Trecho do texto >>

════════════════

O sol oferecia-se por inteiro naquela manhã de domingo. No quintal, a grama verdinha sentia-se ofendida com a presença da sujeira deixada pelos dois cachorros da casa – Ressaca e Beiçola. Os dois, nesse momento, manhosamente se esgueiravam atrás de um banco, como que adivinhando o pensamento da grama.
Fui à cozinha, preparei o café, que me pareceu com gosto de ontem. Calcei os tênis, tirei a esquecida bicicleta do quartinho do quintal e saí sem qualquer compromisso, fosse com a bússola ou com o relógio. Vaguei pelo plano piloto, talvez em busca de uma padaria para satisfazer minha necessidade de cafeína.
Em frente a um prédio, três homens discutiam de forma acalorada. Um deles, musculoso, tipo bombadão, apontava com seu indicador de baqueta de surdo para uma plaqueta, e bradava:
– Foram três tiros no coração! Todos no coração!
Um pouco assustado, passei pela padaria sem olhar, e continuei o meu roteiro quase inédito, ainda com o codinome sem-café e sem relógio. Subia pela rua, quando percebi um grupo de cinco pessoas, com ar austero, tentando encobrir o foco da conversa com os corpos. Deu para ouvir o que o rapaz de cabelo à moicano perguntou com ênfase de lutador de MMC:
– E esse primeiro, o que é?
– É carne de sol – respondeu com desdém a moça de piercing no nariz.
– Claro que não é – respondeu um rapaz de bermuda quadriculada. É carne moída ou bife à rolê.
Ninguém concordou. Então, era carne de sol, supus.
– E esse segundo? – virou a página.
– Ah, esse eu tenho certeza. É galinha ao molho pardo.
– Quero ver se vocês acertam o terceiro. E apontava para um papel amassado que trazia na mão.
– É feijoada, mas com feijão branco.
Todos concordaram. Era feijoada, mas com feijão branco, pela expressão do grupo. Tornaram a olhar em volta, para terem a certeza do isolamento.

════════════════

Recorte de dados >>
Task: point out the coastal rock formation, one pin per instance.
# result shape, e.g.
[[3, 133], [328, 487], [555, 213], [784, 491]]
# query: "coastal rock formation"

════════════════

Exercícios >>
• A. Traduza para o inglês esta frase do trecho: "Em frente a um prédio, três homens discutiam de forma acalorada."
• B. Reproduza a parte do trecho que começa com "Um pouco assustado, passei" e segue até "trazia na mão.".
Responda com base apenas no trecho.

Respostas esperadas >>
• A. In front of a building, three men were arguing heatedly.

• B.
Um pouco assustado, passei pela padaria sem olhar, e continuei o meu roteiro quase inédito, ainda com o codinome sem-café e sem relógio. Subia pela rua, quando percebi um grupo de cinco pessoas, com ar austero, tentando encobrir o foco da conversa com os corpos. Deu para ouvir o que o rapaz de cabelo à moicano perguntou com ênfase de lutador de MMC:
– E esse primeiro, o que é?
– É carne de sol – respondeu com desdém a moça de piercing no nariz.
– Claro que não é – respondeu um rapaz de bermuda quadriculada. É carne moída ou bife à rolê.
Ninguém concordou. Então, era carne de sol, supus.
– E esse segundo? – virou a página.
– Ah, esse eu tenho certeza. É galinha ao molho pardo.
– Quero ver se vocês acertam o terceiro. E apontava para um papel amassado que trazia na mão.